— start —
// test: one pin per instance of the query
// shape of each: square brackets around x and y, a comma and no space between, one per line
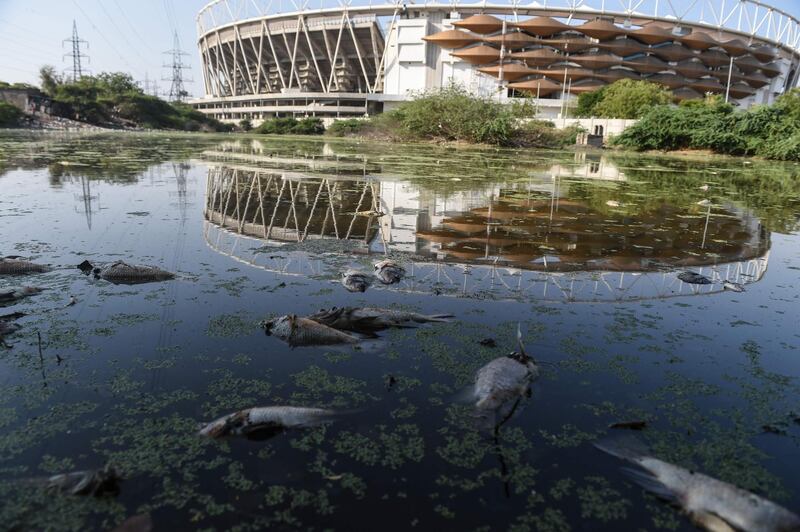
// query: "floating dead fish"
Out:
[710,503]
[368,320]
[266,421]
[355,281]
[733,287]
[20,266]
[96,482]
[693,278]
[14,294]
[122,273]
[303,332]
[389,272]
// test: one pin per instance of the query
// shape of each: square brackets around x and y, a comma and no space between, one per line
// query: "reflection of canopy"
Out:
[289,207]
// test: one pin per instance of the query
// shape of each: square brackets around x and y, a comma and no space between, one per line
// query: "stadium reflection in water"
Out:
[551,235]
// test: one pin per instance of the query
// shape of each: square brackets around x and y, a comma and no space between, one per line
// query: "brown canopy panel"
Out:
[622,47]
[510,71]
[542,26]
[451,39]
[587,85]
[539,57]
[648,64]
[570,44]
[691,68]
[698,40]
[652,34]
[478,55]
[482,24]
[594,60]
[715,58]
[571,73]
[513,40]
[602,30]
[735,47]
[671,81]
[543,86]
[672,52]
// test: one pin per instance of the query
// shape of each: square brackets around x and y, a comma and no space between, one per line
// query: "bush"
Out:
[9,115]
[291,126]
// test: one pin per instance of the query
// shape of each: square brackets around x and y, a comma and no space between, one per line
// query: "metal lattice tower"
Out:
[75,54]
[177,92]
— end —
= EXERCISE OBJECTIVE =
Write out all the entries again, word for word, and print no images.

= CORRECT RESPONSE =
// test: one pin per instance of the query
// shape of each: square brackets around x and y, a comma and no space between, one per line
// query: "floating dead fish"
Out:
[710,503]
[368,320]
[266,421]
[355,281]
[733,287]
[20,266]
[96,482]
[693,278]
[14,294]
[122,273]
[303,332]
[389,272]
// test: one pin per instance of the query
// shape of each: square brackets around x and y, a comma and no space between, one per line
// query: "reflection of canopy"
Out:
[289,207]
// test: one pin per instance of the query
// shape of each: square brackets around x and y, a comma and no space between, one per line
// query: "stadium reflection in water"
Out:
[551,235]
// test: one pin per instance of the query
// shape of each: square brackets around x and y, a comma and no space between, one per line
// query: "brown canopy panel"
Out:
[622,47]
[510,71]
[542,26]
[451,39]
[587,85]
[539,57]
[648,64]
[570,44]
[691,68]
[698,40]
[652,34]
[478,55]
[482,24]
[594,60]
[715,58]
[571,73]
[513,40]
[602,30]
[735,47]
[671,81]
[543,86]
[672,52]
// test: one pin per instance of the query
// shape of each: square brackets around x and y, a comma and no space between, one per line
// query: "bush"
Out:
[9,115]
[291,126]
// test: one pin per instance of the query
// shape of each: square brackets around x and y, a comma and no space between, one per line
// query: "metal lattice tower"
Out:
[75,54]
[177,92]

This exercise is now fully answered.